---- 输入材料

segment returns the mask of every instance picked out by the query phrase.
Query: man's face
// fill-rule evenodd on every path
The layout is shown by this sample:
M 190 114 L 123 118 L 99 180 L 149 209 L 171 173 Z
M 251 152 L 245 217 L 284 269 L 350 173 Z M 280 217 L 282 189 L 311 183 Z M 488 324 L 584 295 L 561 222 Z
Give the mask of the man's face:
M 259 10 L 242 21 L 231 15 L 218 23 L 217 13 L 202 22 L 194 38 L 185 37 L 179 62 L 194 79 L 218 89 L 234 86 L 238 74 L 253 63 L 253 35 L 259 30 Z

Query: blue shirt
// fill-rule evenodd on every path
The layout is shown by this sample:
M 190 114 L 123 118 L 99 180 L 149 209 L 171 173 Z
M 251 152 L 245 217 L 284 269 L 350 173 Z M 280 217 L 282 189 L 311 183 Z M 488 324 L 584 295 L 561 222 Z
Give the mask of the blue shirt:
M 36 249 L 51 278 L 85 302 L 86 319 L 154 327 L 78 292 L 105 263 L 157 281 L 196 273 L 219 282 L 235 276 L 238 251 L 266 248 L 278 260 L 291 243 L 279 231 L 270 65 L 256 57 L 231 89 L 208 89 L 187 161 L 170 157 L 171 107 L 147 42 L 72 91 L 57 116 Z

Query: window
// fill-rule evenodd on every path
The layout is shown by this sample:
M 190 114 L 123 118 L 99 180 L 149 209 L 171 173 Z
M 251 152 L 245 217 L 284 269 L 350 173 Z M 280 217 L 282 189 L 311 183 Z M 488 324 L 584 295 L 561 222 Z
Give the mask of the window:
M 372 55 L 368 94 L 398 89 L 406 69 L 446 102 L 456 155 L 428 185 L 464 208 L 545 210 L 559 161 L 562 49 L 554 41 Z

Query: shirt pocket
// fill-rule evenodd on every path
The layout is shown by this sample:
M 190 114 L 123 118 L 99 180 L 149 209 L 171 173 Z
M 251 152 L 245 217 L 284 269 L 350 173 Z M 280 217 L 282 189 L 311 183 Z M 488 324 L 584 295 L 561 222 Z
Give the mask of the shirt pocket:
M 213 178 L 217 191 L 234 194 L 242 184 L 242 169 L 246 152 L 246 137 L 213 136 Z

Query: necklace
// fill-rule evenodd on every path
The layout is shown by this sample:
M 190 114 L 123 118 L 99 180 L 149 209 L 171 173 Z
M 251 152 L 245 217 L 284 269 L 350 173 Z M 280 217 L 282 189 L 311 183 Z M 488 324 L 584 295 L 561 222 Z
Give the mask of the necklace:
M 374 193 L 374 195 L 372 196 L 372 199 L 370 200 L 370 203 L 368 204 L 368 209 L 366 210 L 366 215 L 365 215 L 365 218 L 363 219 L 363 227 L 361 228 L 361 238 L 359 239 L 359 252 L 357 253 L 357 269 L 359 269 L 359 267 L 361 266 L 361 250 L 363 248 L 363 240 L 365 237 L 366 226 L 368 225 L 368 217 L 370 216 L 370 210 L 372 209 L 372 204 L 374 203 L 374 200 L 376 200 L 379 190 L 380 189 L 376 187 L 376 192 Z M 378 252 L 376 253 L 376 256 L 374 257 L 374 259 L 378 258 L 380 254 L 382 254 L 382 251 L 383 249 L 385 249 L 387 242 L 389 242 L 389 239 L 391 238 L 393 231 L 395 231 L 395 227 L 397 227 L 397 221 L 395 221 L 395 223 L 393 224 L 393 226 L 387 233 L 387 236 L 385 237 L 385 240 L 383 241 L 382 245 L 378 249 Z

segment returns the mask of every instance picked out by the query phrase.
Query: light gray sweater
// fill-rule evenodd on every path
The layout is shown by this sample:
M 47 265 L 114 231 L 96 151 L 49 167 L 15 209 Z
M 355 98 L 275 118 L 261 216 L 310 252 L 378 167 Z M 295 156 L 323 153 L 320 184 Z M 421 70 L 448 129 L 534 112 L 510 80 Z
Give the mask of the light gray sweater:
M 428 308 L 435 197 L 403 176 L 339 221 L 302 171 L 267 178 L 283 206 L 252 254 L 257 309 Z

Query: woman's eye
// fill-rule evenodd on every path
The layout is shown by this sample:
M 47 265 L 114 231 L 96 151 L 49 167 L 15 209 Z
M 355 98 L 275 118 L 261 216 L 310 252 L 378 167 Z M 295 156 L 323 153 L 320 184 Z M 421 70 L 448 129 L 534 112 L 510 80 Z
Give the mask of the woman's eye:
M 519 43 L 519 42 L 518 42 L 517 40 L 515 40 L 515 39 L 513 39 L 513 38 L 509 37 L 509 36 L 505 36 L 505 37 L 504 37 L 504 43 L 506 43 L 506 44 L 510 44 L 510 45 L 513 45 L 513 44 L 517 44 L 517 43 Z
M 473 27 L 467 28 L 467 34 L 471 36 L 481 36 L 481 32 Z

--------

- **任务要求**
请重新写出从包含“Query: woman's eye”的一行起、至包含“Give the mask of the woman's”的一行止的各行（首尾两行均包括在内），将其中的“eye”替换为“nose”，其余内容一律不变。

- **完成结果**
Query: woman's nose
// fill-rule evenodd on every path
The layout is shown by this sample:
M 47 265 L 114 231 L 96 151 L 49 167 L 15 209 Z
M 355 98 L 275 118 L 261 216 L 310 252 L 378 167 Z M 295 156 L 323 153 L 320 184 Z M 421 70 L 448 129 L 534 112 L 510 80 Z
Give the mask of the woman's nose:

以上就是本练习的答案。